-- TE LEZEN TEKST --
····················

Een typische lengte voor de mantelbuis is gelegen tussen 5 en 15 meter. Een typische diameter van de mantelbuis is gelegen tussen 100 en 800 millimeter. Doorgaans is de mantelbuis ten minste in hoofdzaak vervaardigd uit metaal en/of kunststof. Het is tevens denkbaar om mantelbuizen toe te passen die een andere dimensionering bezitten en/of die zijn vervaardigd uit één of meerdere alternatieve materialen.
De uitvinding heeft vervolgens betrekking op een vrouwelijk koppelelement ten gebruike in een mantelbuis overeenkomstig de uitvinding. De uitvinding heeft daarnaast betrekking op een mannelijk koppelelement ten gebruike in een mantelbuis overeenkomstig de uitvinding. Deze koppelelementen kunnen los worden verhandeld en vervolgens worden verbonden met een mantelbuis.

····················

-- VOLTOOI HET VOLGENDE --
- a) Schrijf een stuk van de tekst over de mantelbuis letterlijk over: begin bij de woorden "Een typische lengte" en stop na "meerdere alternatieve materialen.".
- b) Hoe luidt deze zin uit de tekst over de mantelbuis in het Engels: "Deze koppelelementen kunnen los worden verhandeld en vervolgens worden verbonden met een mantelbuis."?
- c) Zet de tekst over de mantelbuis voort, aansluitend op de laatste zin.
De records die hierna volgen, hebben niets met de tekst over de mantelbuis te maken.

····················

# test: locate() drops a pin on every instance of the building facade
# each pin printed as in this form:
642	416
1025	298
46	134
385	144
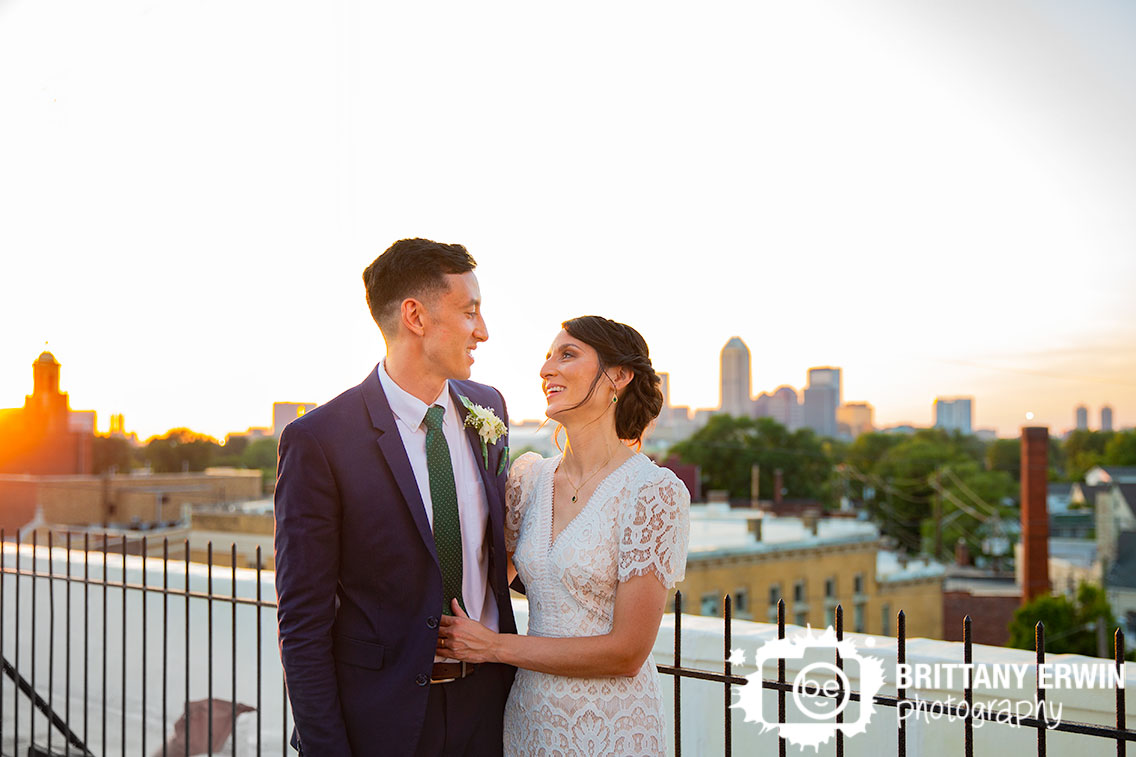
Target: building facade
735	398
954	414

····················

-- UITWERKINGEN --
- a)
Een typische lengte voor de mantelbuis is gelegen tussen 5 en 15 meter. Een typische diameter van de mantelbuis is gelegen tussen 100 en 800 millimeter. Doorgaans is de mantelbuis ten minste in hoofdzaak vervaardigd uit metaal en/of kunststof. Het is tevens denkbaar om mantelbuizen toe te passen die een andere dimensionering bezitten en/of die zijn vervaardigd uit één of meerdere alternatieve materialen.

- b) These coupling elements can be traded separately and subsequently connected to a casing pipe.

- c)
De uitvinding heeft verder betrekking op een werkwijze voor het koppelen van mantelbuizen van een samenstel overeenkomstig de uitvinding, omvattende de stappen: A) het schuiven van ten minste een deel van een mannelijk koppelelement van een eerste mantelbuis in een vrouwelijk koppelelement van een tweede mantelbuis, Bjhet onderling axiaal roteren van de mantelbuizen, en C) het gedeeltelijk verplaatsen van de eerste mantelbuis in een van de tweede mantelbuis afgekeerde richting, zodanig dat ten minste één nok van één van de koppelelementen wordt gepositioneerd in een buidelvormige opneemruimte van een borgstructuur van het complementaire koppelelement, waardoor zowel onderlinge axiale rotatievrijheid alsook het verder uit elkaar bewegen van de mantelbuizen wordt begrensd, en in het bijzonder in hoofdzaak wordt verhinderd. Bij voorkeur omvat de werkwijze tevens stap D), omvattende het opvolgend op stap C) verder reduceren van de verplaatsingsvrijheid van de mantelbuizen in axiale richting door het aanbrengen van ten minste één ringvormig vergrendelelement in een ruimte gevormd tussen de vrije kopse zijde van het vrouwelijk koppelelement van de tweede mantelbuis en een van de eerste mantelbuis deel uitmakende flens.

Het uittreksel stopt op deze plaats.